**** QUOTED TEXT
The other religious nuts
Are we to exchange
one theocracy for another?
Rosa
Faiz
May 27, 2005
iranian.com
The People’s Mojahedin of Iran has of late
been receiving increasing coverage by the Western and especially
the US mainstream press, who quote them copiously, ala Ahmed Chalabi,
as “opposition sources.” Since any aggressive move
to be made against Iran by the US will likely include this opposition
grouping in some form or shape, some of us leftist opposition members
feel obliged to present a dissuasive picture of this organization
to our good friends in the US left, so as to prevent the good folks
from taking the People’s Mojahedin of Iran, in their current
incarnation, as any friend of the Iranian people.
********
**** GIVEN DATA
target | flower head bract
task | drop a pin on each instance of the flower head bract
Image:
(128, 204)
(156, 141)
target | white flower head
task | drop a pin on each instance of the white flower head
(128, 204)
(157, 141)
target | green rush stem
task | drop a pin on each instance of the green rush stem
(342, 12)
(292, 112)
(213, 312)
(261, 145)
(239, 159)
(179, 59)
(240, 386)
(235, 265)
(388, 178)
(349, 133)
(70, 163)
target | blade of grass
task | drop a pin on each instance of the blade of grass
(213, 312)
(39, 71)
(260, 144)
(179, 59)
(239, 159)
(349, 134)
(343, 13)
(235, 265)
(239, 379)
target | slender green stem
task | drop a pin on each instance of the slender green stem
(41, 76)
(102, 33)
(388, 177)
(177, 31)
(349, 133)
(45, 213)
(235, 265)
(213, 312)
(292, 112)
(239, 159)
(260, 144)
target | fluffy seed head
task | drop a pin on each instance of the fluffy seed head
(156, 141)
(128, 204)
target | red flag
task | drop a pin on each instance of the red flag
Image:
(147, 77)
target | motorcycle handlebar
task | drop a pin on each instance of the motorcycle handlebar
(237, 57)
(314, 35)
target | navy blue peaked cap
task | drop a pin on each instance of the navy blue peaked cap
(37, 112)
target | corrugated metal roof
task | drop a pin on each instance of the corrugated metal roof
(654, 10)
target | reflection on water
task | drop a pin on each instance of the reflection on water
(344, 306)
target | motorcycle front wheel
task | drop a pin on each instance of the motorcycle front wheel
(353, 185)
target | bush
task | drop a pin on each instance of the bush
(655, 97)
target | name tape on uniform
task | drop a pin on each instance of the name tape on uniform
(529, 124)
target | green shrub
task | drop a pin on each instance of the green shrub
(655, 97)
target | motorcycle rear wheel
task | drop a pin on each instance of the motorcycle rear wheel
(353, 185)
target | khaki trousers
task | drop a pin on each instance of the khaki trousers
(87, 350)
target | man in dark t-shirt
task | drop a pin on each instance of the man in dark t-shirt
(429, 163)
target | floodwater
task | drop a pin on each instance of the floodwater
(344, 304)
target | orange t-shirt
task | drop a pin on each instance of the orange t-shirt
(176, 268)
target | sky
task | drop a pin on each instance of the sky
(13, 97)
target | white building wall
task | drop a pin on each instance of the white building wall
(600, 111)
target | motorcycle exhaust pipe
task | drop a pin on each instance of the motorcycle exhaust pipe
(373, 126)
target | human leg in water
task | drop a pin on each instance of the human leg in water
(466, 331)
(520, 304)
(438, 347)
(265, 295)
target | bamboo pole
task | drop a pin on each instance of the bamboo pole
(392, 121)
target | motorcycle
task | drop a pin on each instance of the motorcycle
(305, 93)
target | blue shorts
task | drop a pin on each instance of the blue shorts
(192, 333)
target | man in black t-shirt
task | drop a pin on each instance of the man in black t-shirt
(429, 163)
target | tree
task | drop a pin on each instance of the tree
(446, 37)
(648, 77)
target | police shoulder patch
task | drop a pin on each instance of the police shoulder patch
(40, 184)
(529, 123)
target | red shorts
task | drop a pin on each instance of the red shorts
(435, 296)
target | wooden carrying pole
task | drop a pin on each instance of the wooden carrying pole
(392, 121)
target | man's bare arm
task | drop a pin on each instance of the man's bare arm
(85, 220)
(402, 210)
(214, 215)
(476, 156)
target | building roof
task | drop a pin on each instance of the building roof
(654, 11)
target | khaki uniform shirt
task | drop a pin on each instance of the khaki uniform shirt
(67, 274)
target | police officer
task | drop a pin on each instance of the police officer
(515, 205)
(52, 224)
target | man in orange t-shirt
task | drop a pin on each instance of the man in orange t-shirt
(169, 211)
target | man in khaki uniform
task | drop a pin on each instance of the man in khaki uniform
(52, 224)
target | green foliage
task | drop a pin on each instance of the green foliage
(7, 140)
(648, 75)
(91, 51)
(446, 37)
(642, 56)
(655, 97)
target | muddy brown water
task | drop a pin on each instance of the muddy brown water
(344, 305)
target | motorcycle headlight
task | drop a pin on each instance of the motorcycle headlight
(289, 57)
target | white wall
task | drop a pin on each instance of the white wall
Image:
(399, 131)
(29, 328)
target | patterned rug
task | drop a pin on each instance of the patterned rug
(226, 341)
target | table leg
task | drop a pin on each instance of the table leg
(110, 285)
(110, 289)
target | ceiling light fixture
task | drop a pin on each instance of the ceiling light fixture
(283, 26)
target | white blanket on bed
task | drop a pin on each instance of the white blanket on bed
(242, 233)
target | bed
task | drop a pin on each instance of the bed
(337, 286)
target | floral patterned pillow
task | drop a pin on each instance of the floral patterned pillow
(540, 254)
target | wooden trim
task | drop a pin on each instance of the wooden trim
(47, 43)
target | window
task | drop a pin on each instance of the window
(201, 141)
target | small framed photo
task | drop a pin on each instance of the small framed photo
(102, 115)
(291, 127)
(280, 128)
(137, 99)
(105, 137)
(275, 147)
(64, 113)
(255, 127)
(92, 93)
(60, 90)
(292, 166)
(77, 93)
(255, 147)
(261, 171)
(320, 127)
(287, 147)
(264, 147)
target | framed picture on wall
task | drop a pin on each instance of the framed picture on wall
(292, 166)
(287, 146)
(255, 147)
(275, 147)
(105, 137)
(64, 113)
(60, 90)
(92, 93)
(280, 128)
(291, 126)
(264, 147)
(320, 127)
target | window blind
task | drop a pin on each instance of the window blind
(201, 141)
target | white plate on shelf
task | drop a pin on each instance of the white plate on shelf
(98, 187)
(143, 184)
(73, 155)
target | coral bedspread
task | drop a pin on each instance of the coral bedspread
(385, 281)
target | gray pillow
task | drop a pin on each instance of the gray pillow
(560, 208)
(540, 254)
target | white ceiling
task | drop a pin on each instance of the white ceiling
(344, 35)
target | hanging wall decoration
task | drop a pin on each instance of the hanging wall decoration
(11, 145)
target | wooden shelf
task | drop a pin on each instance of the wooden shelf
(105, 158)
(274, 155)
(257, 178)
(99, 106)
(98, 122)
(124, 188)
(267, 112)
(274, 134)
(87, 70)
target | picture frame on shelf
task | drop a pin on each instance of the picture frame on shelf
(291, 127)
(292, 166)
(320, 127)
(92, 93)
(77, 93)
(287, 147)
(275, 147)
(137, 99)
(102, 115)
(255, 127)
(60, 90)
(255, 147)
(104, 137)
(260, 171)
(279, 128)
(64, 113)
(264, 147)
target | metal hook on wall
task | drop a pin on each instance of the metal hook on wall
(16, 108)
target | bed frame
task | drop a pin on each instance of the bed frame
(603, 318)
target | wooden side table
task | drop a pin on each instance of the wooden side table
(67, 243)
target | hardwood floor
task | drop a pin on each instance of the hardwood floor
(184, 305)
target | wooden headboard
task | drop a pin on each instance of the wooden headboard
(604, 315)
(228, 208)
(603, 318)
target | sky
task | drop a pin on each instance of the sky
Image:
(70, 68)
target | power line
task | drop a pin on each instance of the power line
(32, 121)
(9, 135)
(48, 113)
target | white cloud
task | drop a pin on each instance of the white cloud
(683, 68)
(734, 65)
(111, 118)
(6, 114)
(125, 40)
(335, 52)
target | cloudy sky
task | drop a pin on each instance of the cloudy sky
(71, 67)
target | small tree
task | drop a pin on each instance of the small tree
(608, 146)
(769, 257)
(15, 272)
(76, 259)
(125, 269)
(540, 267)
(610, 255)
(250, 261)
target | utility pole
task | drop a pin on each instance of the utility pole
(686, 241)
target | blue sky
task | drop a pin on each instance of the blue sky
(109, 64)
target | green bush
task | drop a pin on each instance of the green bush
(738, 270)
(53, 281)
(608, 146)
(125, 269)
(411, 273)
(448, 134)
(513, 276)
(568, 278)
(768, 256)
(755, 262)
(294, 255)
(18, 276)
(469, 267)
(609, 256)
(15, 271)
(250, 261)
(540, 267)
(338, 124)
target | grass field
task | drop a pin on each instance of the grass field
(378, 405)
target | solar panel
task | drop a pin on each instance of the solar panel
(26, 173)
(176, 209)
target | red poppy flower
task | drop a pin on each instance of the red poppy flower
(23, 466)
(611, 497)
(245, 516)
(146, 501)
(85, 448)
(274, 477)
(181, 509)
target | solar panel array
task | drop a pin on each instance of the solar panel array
********
**** GIVEN DATA
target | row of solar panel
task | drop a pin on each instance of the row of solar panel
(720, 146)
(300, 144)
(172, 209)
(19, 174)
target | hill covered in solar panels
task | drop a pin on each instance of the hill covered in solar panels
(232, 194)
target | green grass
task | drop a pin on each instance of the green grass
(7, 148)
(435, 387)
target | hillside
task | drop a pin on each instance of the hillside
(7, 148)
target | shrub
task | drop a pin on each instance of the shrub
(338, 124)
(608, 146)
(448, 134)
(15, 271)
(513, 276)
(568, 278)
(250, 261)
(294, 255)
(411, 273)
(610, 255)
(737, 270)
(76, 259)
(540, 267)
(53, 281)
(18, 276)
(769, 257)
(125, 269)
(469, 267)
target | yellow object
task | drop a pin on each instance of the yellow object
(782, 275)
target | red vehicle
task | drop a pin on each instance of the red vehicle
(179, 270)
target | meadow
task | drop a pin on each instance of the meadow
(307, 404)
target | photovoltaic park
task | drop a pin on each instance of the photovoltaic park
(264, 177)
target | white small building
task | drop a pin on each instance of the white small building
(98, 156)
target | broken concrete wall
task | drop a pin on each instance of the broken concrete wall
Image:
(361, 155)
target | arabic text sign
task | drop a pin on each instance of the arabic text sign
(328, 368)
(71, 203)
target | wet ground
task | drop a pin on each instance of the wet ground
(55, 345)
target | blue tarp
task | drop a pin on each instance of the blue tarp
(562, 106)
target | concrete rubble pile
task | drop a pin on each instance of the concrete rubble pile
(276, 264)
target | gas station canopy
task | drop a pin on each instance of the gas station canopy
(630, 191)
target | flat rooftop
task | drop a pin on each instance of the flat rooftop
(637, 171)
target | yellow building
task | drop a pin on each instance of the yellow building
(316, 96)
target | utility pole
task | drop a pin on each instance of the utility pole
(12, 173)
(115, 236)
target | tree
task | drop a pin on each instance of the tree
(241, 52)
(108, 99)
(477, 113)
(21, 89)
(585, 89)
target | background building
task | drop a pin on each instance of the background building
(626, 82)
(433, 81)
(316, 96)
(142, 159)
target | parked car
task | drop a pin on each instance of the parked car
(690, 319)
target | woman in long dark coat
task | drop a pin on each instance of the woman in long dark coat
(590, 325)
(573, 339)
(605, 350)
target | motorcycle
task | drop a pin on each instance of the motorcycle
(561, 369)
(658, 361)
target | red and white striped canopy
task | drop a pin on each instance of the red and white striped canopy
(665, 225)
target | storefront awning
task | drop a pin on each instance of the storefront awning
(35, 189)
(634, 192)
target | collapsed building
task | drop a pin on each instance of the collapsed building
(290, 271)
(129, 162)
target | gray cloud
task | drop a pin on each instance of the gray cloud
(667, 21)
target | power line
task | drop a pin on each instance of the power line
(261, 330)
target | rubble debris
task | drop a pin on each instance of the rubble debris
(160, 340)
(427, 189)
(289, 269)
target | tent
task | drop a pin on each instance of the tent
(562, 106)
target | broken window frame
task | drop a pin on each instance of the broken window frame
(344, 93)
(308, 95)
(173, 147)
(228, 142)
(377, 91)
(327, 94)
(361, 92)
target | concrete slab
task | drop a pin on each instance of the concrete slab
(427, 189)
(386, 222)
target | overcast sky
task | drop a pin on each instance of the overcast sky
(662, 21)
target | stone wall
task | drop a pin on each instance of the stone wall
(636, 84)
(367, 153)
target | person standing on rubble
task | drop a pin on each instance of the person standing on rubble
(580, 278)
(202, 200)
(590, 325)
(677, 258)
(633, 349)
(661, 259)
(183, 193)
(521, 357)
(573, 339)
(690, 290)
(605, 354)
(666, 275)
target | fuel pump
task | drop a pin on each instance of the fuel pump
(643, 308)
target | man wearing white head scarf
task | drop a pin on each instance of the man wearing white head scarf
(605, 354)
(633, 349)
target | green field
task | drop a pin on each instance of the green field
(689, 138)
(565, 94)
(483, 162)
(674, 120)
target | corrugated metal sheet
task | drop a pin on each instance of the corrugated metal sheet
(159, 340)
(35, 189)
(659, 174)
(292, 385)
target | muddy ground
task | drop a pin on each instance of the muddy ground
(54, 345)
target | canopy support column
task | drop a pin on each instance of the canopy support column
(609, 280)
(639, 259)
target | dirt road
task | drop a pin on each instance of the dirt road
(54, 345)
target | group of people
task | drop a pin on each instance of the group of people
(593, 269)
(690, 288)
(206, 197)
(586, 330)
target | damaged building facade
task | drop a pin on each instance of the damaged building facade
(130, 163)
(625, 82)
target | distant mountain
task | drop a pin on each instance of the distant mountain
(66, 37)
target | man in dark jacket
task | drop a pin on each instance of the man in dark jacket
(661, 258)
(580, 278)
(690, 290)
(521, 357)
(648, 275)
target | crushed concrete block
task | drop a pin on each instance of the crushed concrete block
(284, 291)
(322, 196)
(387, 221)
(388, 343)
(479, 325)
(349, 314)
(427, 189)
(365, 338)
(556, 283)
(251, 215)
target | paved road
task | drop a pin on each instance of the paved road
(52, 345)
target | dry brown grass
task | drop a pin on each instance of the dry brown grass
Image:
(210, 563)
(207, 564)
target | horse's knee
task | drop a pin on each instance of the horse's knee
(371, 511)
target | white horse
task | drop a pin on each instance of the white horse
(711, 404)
********
# TASK LIST
A – Please explain, in one to three sentences, why the writer of the piece on the People's Mojahedin of Iran says some leftist opposition members feel obliged to give a dissuasive picture of the organization.
B – Carry on the piece about the People's Mojahedin of Iran, starting after its last sentence.
The material is not needed for this work.

# ANSWERS TO THE TASKS
A – Any aggressive move the US makes against Iran will likely include this opposition grouping in some form or shape. These members therefore want to keep their friends on the US left from taking the People's Mojahedin of Iran, as it now stands, for any friend of the Iranian people.

B –
Mojahedin Khalq of Iran was originally created as a revolutionary
urban guerrilla organization during the rule of Mohammad Reza Pahlavi’s
corrupt and incompetent dictatorship, initially as a study group
in 1965, and later as a guerrilla organization in 1968. From their
inception they formed an alternative to Fada’iyan Khalq,
a contemporary Marxist revolutionary organization, as well as to
the older Jebhe-ye Melli (National Front; a nationalist liberal
party), the mullahs, and the Tudeh Party (the oldest communist
party in Iran; a Stalinist bunch at their cleverest). In subsequent
years, Mojahedin’s supporters came mainly from the educated
urban lower classes whose politico-cultural inclinations were more
religious than secular, and their class aspirations petty bourgeois;
forward-looking and progressive in some areas, not so certain in
others, and reactionary and backward looking in yet others.
Fast forward now to the interval immediately after the overthrow
of the Shah. The period between the installation of Khomeini’s
regime in 1979 and the first wave of bloody crackdowns of 1981
was a historical period filled with excitement as well as with
opportunities. Organizations that had previously worked underground
could now emerge and breathe relatively freely, and start to grow
in the open, make mistakes, learn, and do so with and among the
people. The revolutionary organizations, in their historical fight
to be heard and be allowed to advocate freely, found the new open
atmosphere to their advantage.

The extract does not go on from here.